== Segment start ==

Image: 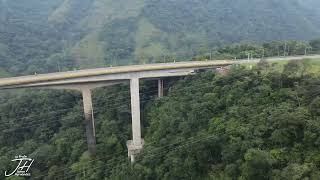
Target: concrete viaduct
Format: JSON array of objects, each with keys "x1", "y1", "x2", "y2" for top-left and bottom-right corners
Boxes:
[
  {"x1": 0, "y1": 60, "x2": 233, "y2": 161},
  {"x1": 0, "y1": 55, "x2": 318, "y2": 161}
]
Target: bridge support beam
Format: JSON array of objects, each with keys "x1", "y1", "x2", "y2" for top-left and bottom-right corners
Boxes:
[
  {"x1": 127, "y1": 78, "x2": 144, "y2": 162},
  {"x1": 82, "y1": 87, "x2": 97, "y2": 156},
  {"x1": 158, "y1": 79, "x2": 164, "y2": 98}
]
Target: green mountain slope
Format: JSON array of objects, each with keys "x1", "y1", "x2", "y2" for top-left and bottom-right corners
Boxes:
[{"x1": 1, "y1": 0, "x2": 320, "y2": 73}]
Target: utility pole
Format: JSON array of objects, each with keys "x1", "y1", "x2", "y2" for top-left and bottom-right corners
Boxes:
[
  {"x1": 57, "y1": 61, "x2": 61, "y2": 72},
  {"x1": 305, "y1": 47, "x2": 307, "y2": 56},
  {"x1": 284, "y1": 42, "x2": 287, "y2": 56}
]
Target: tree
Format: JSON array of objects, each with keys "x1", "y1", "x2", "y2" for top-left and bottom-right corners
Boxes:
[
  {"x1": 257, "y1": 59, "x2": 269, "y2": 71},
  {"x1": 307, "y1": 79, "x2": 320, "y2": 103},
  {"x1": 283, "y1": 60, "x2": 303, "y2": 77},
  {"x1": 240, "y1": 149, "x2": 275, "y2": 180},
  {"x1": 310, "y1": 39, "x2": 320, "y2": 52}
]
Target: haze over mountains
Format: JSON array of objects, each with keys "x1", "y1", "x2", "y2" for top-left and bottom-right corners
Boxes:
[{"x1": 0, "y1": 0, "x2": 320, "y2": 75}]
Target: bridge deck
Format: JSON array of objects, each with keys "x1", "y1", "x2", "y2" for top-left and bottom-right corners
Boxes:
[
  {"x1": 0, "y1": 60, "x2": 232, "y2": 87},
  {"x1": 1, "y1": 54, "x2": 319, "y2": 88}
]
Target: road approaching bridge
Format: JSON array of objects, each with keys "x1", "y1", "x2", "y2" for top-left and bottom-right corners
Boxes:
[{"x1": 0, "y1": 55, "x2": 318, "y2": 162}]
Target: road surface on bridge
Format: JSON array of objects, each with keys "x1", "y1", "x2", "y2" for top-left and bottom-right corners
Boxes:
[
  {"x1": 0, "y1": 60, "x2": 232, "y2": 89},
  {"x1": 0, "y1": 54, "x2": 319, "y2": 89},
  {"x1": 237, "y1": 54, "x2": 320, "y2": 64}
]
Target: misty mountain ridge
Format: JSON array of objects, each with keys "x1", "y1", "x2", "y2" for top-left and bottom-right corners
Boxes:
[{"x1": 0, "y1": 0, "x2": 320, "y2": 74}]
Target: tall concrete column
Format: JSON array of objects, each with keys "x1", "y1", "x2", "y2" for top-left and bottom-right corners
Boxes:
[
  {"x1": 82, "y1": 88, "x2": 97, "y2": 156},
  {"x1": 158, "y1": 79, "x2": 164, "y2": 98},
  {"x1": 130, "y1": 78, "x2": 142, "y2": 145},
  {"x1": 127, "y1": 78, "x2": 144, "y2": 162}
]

== Segment end ==

Directions: The reply should hold only the lines from the first line of the records above through the line containing "Target: utility pole", copied exactly and without pictures.

Expected answer:
Image: 
Target: concrete viaduct
Format: JSON array of objects, each with keys "x1", "y1", "x2", "y2" for top-left and bottom-right corners
Boxes:
[
  {"x1": 0, "y1": 60, "x2": 233, "y2": 161},
  {"x1": 0, "y1": 55, "x2": 318, "y2": 161}
]
Target: bridge support beam
Format: JSON array of objects, each with keys "x1", "y1", "x2", "y2" for top-left and bottom-right corners
Boxes:
[
  {"x1": 127, "y1": 78, "x2": 144, "y2": 162},
  {"x1": 82, "y1": 87, "x2": 97, "y2": 156},
  {"x1": 158, "y1": 79, "x2": 164, "y2": 98}
]
Target: green mountain slope
Format: JSON array of objects, each with keys "x1", "y1", "x2", "y2" for top-left and bottom-right corners
Boxes:
[{"x1": 1, "y1": 0, "x2": 320, "y2": 73}]
Target: utility pole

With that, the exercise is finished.